*** Opening of Dataset entries ***

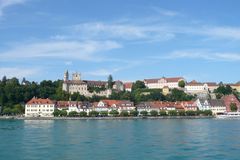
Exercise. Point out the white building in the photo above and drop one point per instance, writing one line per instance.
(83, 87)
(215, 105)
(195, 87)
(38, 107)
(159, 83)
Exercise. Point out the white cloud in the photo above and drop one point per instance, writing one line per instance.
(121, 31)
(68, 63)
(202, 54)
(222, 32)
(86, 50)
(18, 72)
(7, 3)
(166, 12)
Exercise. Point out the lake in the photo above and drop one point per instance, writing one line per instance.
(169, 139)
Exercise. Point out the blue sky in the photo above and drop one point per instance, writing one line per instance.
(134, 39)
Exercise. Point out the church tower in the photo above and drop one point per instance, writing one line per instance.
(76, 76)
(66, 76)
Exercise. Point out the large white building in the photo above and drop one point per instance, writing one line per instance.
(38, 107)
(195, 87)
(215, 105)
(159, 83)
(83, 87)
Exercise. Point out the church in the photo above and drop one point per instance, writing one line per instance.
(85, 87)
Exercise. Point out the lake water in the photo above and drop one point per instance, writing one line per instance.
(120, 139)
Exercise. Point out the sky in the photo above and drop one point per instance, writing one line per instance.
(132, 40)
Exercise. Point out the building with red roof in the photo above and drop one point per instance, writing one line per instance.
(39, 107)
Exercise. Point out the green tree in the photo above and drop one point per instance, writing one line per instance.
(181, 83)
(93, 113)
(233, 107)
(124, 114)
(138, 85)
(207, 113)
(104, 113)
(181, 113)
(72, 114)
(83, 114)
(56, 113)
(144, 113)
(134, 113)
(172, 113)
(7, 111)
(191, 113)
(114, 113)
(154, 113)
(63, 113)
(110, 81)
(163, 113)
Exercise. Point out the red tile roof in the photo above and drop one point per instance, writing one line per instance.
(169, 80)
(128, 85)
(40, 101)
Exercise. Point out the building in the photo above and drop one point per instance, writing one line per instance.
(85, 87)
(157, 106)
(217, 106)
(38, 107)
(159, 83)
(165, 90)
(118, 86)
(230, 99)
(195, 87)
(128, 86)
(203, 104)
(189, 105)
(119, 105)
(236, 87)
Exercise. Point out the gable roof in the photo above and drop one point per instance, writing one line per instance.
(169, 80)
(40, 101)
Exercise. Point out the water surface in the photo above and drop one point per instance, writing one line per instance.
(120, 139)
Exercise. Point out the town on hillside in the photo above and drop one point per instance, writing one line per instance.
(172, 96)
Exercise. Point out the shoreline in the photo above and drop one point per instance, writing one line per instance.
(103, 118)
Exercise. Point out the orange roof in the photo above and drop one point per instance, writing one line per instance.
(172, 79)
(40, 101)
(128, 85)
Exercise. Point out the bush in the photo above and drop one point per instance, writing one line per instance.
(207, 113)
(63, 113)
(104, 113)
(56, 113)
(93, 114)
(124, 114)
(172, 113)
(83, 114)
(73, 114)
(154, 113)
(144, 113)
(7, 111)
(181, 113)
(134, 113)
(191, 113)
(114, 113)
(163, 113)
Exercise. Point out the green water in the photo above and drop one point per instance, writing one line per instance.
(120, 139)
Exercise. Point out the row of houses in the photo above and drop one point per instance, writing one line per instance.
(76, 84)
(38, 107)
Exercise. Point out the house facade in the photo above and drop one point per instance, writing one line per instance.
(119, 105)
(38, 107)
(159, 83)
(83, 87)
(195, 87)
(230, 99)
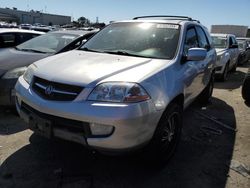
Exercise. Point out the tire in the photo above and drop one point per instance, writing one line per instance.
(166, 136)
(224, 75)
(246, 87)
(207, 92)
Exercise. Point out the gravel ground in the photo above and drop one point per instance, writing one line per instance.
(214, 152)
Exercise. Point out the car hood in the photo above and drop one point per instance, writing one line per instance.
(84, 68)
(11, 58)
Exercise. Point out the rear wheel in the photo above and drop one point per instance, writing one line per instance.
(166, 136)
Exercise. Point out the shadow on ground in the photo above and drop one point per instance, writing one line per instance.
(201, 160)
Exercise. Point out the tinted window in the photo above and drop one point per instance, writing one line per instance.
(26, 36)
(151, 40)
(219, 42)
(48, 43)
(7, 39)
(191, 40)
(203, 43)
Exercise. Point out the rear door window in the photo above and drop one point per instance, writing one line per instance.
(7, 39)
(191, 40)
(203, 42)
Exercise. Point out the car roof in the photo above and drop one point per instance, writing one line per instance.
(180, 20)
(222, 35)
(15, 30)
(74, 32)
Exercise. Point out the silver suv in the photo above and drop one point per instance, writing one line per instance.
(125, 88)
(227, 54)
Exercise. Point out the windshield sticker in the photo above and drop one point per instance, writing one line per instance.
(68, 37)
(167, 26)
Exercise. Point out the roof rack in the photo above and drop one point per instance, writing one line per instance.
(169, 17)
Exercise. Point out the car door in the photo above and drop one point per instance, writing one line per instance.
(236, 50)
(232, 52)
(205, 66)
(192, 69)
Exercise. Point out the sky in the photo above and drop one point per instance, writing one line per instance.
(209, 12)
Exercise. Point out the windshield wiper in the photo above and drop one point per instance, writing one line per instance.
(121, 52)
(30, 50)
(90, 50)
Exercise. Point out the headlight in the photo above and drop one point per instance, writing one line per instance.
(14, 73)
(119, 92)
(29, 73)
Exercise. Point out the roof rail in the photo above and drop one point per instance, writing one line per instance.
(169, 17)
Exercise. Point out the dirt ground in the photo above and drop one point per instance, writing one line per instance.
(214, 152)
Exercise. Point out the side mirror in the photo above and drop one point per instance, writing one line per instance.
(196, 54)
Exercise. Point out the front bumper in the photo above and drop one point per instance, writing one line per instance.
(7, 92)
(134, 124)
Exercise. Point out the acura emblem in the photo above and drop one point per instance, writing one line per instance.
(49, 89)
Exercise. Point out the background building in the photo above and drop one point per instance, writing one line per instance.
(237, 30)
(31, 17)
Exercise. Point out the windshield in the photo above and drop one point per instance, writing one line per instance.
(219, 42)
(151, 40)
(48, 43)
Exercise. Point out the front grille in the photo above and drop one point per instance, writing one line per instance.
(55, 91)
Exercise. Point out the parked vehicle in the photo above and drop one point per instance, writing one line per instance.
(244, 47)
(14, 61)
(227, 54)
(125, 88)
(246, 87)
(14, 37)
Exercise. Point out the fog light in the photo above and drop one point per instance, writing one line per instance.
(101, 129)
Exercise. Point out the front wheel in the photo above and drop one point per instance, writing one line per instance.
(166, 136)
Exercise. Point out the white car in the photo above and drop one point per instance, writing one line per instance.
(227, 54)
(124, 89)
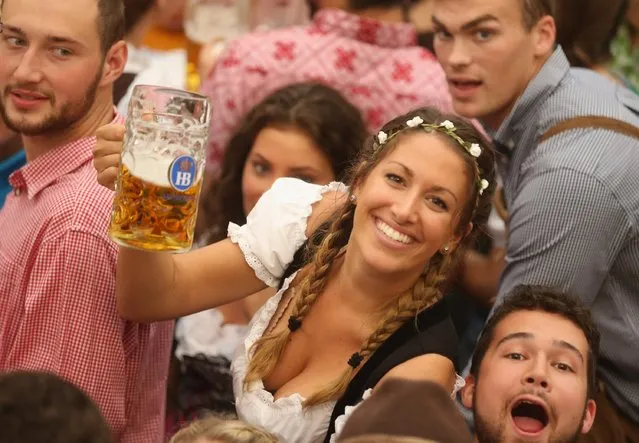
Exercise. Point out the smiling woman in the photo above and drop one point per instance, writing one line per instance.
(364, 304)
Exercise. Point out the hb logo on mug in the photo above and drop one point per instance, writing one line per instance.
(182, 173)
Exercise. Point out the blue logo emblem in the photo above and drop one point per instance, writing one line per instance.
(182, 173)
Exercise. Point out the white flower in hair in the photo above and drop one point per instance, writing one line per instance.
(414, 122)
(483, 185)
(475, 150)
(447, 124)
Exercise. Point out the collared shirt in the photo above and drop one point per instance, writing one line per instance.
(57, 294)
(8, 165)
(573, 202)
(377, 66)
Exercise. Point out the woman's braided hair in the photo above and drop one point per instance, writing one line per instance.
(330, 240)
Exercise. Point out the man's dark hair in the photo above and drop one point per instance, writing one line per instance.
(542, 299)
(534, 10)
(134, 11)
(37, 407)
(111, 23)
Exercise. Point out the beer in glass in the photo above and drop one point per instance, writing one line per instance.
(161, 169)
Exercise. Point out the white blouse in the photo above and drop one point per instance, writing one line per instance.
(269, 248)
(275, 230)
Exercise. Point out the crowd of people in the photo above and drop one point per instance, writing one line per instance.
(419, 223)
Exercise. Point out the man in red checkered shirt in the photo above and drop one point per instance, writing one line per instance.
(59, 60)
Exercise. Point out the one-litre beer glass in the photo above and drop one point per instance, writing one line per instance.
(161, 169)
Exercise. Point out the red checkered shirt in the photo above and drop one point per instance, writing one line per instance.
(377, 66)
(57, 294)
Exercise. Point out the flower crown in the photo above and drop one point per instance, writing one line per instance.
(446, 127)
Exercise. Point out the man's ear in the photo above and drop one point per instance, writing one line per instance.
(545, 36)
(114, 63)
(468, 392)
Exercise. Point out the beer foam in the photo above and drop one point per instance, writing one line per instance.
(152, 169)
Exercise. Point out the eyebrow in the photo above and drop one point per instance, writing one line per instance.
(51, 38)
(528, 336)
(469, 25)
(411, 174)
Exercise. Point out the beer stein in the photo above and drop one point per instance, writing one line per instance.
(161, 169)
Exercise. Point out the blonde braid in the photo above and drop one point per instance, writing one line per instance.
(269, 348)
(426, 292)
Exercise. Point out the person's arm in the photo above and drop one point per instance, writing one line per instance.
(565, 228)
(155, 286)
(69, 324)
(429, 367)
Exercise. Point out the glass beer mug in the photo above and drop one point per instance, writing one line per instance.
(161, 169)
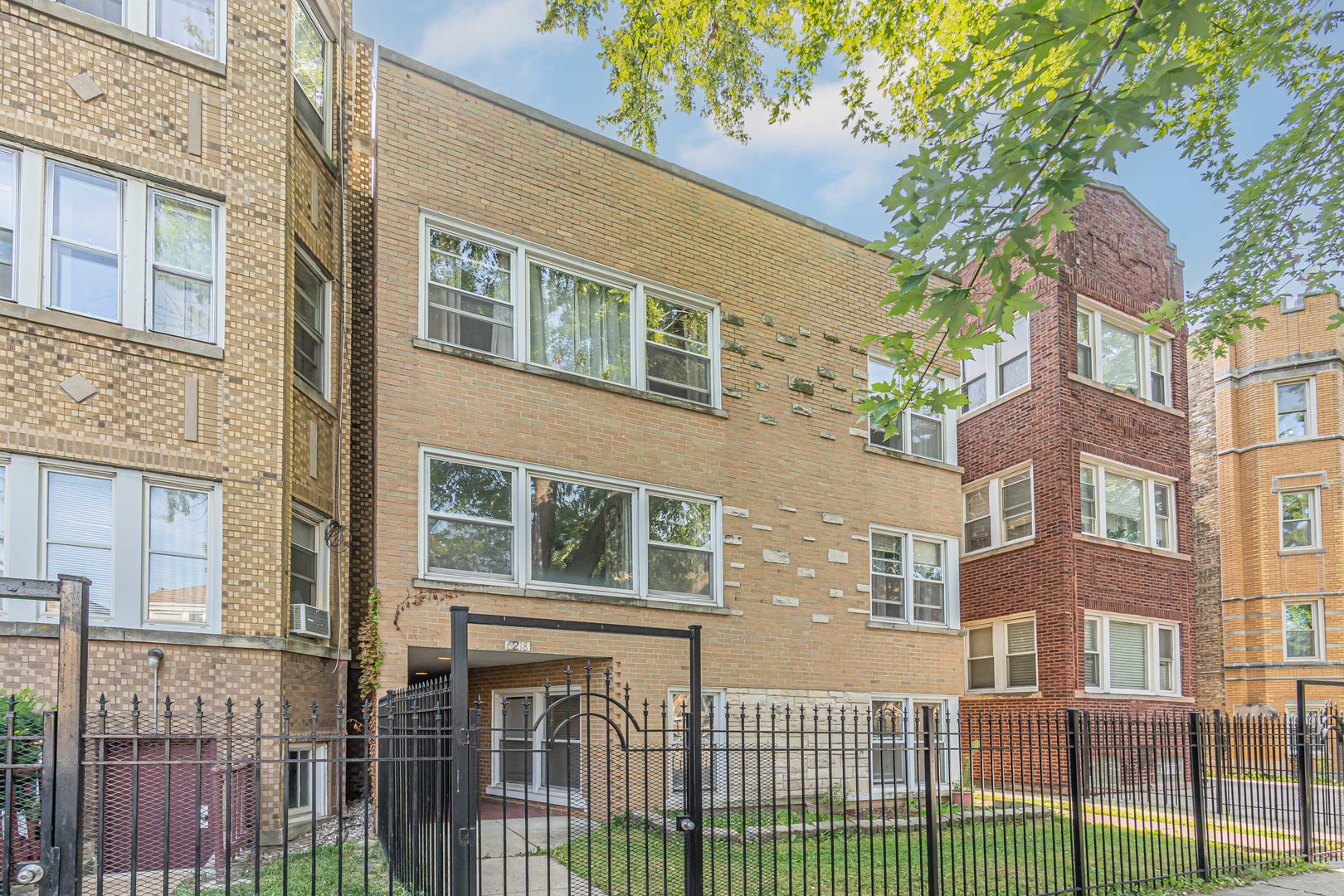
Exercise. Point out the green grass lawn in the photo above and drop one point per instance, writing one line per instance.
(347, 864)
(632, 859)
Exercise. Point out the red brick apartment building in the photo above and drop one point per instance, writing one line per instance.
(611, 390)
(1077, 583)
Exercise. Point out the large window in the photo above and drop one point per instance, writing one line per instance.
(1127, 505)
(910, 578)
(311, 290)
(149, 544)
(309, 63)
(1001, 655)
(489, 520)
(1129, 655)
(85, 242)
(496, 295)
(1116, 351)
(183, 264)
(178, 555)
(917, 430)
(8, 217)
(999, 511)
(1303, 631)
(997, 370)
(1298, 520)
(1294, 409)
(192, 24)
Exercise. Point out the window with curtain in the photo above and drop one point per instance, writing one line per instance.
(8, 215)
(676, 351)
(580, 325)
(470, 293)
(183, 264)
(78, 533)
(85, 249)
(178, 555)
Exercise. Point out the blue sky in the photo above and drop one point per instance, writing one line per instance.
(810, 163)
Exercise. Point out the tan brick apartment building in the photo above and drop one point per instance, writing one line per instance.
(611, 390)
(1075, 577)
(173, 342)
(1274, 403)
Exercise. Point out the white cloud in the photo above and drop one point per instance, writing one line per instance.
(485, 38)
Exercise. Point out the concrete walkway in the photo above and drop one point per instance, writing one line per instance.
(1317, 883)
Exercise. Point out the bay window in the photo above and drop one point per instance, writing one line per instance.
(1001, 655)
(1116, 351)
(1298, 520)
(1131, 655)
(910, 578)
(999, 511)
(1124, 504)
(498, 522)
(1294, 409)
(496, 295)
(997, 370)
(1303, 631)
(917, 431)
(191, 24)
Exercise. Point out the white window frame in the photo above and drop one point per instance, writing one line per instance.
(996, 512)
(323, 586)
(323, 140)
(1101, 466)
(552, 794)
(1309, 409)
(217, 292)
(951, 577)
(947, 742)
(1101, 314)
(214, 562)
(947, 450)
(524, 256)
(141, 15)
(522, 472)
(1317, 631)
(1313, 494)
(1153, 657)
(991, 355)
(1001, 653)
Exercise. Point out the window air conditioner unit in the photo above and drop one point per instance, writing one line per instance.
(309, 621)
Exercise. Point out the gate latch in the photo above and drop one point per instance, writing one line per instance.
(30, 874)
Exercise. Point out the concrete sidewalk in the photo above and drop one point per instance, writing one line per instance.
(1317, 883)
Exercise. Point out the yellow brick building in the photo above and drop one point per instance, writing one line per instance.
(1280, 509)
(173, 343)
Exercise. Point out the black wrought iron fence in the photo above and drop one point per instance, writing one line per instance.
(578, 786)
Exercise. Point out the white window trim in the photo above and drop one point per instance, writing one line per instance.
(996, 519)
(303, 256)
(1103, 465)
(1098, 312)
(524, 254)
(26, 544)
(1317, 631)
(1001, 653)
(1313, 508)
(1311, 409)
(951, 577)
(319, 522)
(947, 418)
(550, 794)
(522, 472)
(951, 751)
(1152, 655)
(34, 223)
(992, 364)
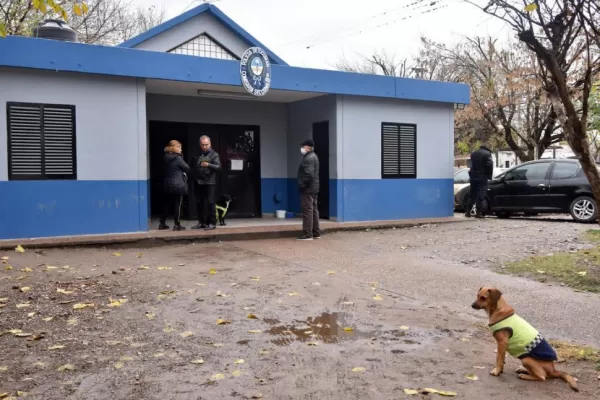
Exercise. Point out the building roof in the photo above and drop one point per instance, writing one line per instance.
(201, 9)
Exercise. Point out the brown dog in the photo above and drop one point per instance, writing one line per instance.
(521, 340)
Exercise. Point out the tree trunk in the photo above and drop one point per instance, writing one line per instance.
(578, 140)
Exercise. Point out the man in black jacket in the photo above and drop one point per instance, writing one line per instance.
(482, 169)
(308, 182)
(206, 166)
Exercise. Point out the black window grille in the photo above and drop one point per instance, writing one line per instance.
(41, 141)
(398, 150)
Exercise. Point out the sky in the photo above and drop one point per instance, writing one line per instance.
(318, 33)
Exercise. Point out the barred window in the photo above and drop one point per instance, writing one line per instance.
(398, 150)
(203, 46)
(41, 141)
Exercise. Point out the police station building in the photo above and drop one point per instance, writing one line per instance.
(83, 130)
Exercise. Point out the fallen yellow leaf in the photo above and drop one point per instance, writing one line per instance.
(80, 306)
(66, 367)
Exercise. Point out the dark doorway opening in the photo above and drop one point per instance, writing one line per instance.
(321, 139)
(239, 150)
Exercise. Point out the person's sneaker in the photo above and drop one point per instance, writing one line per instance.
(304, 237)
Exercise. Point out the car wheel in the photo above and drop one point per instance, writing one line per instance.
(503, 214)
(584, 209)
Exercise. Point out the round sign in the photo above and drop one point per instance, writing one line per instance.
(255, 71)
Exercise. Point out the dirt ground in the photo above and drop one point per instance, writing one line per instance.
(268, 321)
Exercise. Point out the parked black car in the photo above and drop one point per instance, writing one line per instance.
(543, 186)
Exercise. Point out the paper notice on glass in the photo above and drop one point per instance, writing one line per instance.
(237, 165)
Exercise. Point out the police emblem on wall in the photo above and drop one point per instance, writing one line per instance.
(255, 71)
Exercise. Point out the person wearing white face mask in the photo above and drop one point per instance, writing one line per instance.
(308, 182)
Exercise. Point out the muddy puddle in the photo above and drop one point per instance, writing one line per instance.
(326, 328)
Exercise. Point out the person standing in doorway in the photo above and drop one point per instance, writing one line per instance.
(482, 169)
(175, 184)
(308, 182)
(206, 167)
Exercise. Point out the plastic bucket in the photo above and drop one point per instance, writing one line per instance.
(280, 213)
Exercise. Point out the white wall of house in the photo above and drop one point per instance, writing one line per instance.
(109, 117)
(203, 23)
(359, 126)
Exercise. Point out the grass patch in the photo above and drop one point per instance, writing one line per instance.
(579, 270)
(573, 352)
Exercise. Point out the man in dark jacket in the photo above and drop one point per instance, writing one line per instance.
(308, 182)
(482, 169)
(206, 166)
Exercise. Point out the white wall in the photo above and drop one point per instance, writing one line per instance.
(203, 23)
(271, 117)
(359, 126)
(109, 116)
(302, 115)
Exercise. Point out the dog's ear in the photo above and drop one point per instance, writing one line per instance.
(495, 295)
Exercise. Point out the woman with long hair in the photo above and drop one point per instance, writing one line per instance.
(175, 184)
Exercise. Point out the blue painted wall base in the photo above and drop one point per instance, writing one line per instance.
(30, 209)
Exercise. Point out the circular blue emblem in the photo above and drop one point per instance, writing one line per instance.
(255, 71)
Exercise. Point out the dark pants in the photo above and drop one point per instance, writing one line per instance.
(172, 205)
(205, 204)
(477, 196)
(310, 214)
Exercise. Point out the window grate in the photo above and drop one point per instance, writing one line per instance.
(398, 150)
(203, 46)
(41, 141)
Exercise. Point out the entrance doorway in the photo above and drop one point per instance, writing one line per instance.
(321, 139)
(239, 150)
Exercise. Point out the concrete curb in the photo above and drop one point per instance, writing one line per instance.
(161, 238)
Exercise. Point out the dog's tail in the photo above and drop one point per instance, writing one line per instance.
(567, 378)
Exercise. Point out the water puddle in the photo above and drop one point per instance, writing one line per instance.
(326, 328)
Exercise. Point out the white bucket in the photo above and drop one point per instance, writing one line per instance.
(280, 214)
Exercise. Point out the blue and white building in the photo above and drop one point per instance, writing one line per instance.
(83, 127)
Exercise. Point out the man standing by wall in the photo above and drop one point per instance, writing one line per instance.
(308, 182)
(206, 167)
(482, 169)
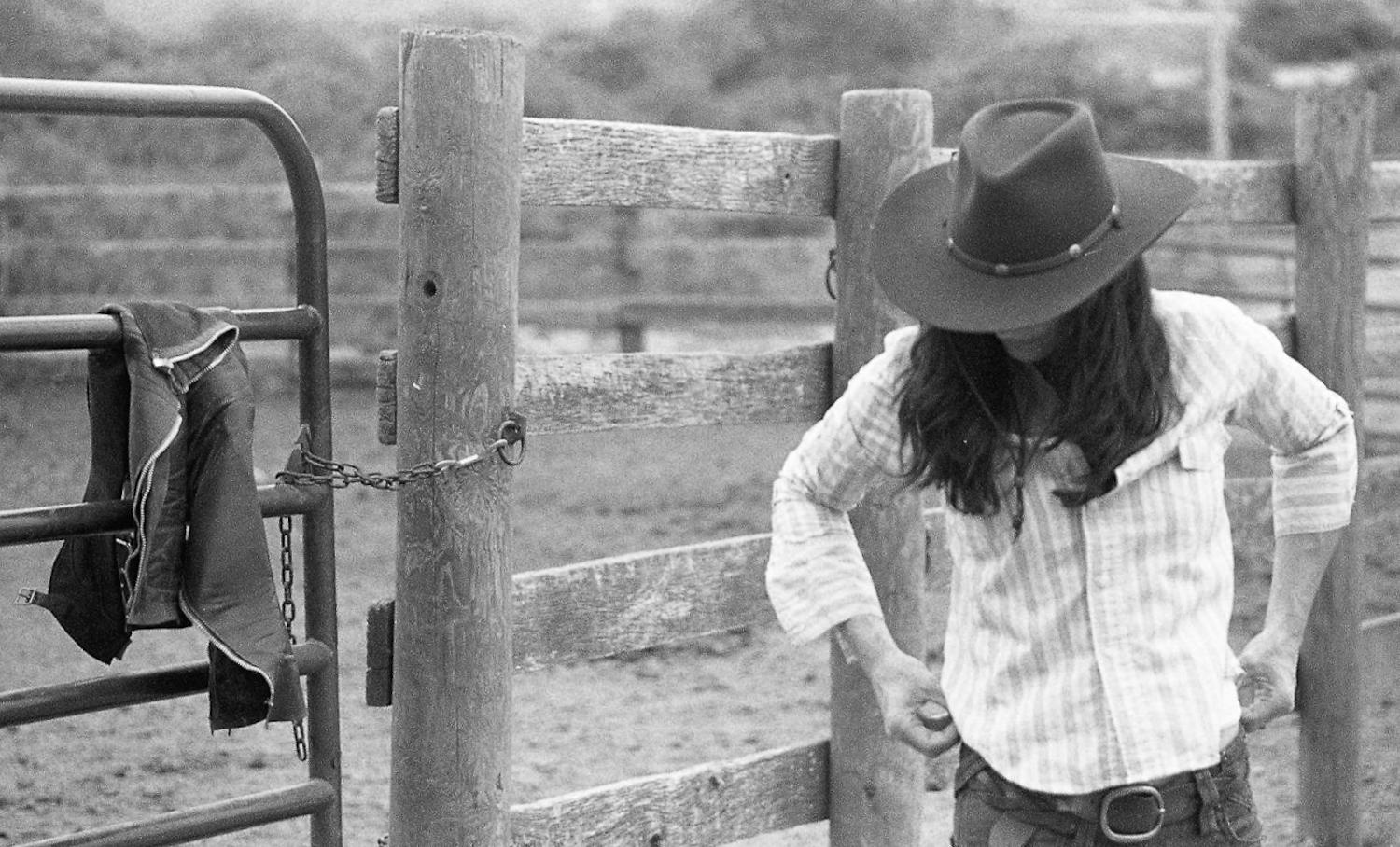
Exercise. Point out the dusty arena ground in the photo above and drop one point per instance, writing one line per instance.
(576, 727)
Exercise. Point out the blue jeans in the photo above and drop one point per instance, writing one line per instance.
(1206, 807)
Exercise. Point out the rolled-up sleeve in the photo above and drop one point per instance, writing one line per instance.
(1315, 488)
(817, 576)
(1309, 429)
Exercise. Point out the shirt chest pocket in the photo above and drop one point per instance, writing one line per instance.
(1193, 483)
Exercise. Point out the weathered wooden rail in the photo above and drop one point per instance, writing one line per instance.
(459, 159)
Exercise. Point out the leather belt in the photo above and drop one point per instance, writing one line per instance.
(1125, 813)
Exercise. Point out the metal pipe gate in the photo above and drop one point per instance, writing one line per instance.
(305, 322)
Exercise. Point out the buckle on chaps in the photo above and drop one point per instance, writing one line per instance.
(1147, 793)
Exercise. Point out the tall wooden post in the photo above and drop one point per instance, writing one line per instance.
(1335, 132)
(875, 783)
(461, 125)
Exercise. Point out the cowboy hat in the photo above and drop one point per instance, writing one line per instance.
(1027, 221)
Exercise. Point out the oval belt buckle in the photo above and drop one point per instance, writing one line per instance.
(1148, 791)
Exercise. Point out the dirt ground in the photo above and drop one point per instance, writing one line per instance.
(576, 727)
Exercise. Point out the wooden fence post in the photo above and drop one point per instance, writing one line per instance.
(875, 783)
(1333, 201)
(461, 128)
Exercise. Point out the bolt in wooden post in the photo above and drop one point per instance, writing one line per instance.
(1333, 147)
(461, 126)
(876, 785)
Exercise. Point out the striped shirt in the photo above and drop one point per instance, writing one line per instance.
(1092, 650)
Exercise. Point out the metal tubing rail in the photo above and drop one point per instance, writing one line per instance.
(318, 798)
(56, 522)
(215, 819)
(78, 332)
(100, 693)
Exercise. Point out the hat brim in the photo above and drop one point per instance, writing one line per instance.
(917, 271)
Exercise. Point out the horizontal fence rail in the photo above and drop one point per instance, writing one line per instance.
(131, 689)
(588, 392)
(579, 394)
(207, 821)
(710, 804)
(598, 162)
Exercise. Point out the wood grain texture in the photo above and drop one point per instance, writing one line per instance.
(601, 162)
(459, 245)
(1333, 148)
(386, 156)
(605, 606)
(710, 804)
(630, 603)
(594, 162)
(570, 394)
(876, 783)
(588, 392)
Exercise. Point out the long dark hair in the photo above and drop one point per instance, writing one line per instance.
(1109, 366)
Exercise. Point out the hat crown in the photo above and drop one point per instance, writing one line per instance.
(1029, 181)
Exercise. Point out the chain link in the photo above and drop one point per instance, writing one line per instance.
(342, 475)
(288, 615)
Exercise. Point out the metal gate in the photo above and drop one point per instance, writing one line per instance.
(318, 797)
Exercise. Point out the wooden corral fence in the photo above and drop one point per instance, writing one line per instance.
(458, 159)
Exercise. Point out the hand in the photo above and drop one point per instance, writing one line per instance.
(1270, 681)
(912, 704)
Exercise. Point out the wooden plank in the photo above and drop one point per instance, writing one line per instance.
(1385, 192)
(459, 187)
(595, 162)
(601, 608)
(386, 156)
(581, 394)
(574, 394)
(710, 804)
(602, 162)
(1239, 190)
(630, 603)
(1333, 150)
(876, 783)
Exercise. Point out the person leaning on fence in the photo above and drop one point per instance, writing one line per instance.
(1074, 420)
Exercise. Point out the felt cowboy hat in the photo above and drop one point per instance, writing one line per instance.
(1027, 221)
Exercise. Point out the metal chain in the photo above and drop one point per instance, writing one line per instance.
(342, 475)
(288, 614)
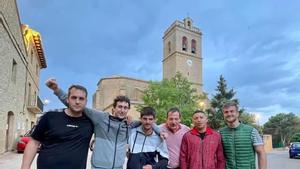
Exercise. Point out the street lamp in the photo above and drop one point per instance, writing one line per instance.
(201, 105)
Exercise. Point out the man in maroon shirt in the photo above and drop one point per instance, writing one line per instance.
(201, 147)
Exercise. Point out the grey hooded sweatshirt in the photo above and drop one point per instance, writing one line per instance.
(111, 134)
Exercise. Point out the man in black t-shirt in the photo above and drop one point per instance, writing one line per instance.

*** Close of Dataset entries ***

Exercise instructions - Extract every line from the one containing "Exercise. Point out the man in maroon" through the last line of the data, inclusive, exactly as written.

Written answer -
Exercise. Point out the man in maroon shirt in the photo above and drop one point per instance, writing one line per instance.
(201, 147)
Exercise. Point out the grey hooded sweatshirt in the photo above and drop one point per instance, writing one line per instance.
(111, 134)
Exercise. Point out the man in black t-shirt in the photo above and drop one point per instance, writing one line per instance.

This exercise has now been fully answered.